Return a copy of every line in the data below that contains "front".

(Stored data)
..........

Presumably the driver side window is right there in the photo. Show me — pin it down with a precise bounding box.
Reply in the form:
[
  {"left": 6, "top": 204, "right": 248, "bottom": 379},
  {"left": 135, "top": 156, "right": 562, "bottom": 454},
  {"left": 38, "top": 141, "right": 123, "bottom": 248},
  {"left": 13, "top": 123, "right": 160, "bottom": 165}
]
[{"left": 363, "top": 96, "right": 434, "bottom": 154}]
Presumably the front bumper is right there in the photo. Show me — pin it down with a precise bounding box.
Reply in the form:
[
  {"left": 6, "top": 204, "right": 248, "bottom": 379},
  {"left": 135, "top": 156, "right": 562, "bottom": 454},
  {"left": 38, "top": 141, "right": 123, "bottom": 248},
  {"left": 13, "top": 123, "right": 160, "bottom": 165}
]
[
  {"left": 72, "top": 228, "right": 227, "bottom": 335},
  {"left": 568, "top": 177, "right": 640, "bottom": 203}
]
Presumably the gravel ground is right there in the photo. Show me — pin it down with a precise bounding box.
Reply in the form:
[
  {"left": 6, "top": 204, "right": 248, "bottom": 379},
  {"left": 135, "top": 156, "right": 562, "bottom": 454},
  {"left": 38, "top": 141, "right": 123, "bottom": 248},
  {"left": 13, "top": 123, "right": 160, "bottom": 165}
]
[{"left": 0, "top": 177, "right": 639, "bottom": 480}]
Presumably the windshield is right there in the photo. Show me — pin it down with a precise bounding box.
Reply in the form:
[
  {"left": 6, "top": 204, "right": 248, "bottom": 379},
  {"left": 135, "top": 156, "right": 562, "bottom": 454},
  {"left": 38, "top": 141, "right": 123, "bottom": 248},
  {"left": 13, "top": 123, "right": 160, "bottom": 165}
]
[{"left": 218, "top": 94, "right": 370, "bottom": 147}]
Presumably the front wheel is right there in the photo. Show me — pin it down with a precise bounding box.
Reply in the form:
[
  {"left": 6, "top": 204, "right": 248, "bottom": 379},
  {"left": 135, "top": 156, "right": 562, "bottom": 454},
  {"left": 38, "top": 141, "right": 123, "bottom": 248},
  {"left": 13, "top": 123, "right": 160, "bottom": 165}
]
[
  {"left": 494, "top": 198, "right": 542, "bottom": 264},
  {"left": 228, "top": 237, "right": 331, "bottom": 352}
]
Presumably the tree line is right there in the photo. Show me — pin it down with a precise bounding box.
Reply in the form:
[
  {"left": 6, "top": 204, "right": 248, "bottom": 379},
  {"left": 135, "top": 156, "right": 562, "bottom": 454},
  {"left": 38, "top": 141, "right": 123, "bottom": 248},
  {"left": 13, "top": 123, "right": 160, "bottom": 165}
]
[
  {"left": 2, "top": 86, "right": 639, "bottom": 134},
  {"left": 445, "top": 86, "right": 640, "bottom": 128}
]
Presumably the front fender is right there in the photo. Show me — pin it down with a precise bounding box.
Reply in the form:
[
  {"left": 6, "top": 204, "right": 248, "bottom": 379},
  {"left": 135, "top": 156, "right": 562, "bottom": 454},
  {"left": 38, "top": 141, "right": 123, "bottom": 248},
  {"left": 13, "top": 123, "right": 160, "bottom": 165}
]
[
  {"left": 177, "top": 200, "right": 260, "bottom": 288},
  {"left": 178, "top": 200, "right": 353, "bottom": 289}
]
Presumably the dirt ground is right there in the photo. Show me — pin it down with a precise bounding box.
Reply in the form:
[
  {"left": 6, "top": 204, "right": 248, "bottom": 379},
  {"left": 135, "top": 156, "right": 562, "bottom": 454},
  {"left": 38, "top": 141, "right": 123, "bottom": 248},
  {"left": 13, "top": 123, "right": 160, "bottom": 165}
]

..........

= WRITTEN SOLUTION =
Presumably the front bumper is right there in the photo. Show me — pin it down with a precise bounding box.
Presumably the front wheel is right there in the photo. Show me — pin it down with a precise bounding box.
Presumably the front fender is right there in the photo. Show me — pin it down with a precise bounding box.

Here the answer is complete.